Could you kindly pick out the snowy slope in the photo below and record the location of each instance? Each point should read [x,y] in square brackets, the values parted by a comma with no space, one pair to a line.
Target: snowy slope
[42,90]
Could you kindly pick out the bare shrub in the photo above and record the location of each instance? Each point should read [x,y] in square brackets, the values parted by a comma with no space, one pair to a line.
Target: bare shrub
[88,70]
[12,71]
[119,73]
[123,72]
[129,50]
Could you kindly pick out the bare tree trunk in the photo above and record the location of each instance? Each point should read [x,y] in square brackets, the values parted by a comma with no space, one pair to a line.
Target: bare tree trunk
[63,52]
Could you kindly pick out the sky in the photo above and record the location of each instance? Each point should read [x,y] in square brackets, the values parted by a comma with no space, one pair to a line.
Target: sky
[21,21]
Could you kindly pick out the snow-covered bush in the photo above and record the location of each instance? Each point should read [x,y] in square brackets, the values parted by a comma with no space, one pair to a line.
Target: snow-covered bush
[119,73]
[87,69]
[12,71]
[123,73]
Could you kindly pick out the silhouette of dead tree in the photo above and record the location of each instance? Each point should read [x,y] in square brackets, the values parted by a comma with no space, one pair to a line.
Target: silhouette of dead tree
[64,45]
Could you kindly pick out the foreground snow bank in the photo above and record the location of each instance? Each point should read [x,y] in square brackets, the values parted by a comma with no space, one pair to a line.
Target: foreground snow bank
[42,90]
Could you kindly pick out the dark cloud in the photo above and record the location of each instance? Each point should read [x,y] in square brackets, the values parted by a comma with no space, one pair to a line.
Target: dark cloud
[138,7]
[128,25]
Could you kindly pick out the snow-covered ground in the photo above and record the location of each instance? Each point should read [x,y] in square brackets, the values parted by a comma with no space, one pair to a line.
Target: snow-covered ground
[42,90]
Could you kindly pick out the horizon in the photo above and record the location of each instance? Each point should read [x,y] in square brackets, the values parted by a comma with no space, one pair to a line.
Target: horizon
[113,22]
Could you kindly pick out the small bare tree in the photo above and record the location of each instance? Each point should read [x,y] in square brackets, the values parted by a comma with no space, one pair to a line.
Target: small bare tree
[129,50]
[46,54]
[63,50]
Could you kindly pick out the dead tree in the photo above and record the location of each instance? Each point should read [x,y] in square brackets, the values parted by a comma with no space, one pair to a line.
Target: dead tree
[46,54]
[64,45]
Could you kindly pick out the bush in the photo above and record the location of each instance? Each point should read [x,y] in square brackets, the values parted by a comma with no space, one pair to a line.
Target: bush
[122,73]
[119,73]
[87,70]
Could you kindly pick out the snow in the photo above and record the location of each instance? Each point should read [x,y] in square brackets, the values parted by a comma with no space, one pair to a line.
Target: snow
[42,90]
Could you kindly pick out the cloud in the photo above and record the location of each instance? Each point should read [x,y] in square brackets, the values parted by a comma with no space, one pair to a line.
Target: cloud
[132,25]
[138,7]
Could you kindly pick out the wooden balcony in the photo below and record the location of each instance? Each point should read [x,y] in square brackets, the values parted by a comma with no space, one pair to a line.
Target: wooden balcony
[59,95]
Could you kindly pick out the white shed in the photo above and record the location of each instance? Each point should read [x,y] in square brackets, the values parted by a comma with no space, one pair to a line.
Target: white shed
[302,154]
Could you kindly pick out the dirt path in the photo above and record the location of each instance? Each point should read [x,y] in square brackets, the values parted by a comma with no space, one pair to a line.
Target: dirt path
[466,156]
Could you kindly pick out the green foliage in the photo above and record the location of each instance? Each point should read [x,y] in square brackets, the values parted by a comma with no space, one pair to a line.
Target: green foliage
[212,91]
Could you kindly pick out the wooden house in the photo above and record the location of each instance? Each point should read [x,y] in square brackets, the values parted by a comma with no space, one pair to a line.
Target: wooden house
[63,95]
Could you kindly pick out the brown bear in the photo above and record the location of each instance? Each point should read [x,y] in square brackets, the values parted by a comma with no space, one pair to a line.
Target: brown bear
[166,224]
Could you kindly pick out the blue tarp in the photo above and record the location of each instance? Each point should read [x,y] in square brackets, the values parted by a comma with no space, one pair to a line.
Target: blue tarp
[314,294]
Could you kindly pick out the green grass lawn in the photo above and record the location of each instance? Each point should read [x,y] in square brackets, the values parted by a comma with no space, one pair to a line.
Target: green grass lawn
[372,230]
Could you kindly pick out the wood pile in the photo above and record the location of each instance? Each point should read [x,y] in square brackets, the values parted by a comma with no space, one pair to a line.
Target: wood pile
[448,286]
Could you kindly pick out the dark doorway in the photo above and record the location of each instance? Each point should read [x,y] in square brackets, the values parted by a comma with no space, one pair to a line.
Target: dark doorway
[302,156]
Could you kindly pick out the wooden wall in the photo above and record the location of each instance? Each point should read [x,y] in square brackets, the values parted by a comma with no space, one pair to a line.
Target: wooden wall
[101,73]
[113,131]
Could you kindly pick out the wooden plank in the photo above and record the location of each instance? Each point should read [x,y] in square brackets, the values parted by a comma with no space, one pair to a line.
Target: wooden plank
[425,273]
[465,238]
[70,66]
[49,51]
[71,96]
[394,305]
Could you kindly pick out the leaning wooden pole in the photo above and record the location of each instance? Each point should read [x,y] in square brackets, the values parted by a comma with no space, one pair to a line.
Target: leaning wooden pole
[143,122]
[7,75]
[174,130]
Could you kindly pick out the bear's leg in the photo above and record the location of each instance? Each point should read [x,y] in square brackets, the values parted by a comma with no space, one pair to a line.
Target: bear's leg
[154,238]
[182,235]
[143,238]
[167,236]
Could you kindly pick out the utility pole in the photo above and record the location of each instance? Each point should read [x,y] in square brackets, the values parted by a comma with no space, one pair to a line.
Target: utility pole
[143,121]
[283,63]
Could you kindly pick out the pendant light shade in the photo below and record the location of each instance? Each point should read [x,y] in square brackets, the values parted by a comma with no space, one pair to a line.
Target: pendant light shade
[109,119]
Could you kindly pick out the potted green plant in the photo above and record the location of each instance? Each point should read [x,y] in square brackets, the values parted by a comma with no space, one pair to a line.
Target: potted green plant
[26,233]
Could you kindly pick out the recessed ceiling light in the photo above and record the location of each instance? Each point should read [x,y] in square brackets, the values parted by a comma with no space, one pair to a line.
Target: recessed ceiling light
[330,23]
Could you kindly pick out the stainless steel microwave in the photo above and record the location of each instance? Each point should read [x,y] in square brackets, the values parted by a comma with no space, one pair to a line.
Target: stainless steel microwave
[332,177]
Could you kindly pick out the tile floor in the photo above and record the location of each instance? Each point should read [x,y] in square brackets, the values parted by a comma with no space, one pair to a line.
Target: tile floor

AIM OF THE TASK:
Reproduce the items from the line containing "Could you kindly pick out the recessed" through the end of the items, with the requests included. Multiply every point coordinate in the answers by 0.4 and round to whole numbers, rounding halves up; leave the requests and their format samples unchanged.

EXERCISE RESULT:
Could you kindly pick out the recessed ceiling light in the photo above and record the location of each instance? Each point should read [x,y] in square brackets, the values parted by a comma with no space, one pair to a line.
Target: recessed ceiling light
[132,9]
Could you kindly pick out the stainless steel microwave in the photo above and record the location of each instance? Each point should read [x,y] in square brackets, the values parted by a comma with no space, one pair to a line.
Target: stainless steel microwave
[133,71]
Could you kindly pick out the tile floor in the photo above and record the location of each instance? Each point should read [x,y] in square brackets, the values parted by a comma with no space, one pair to a line.
Target: tile floor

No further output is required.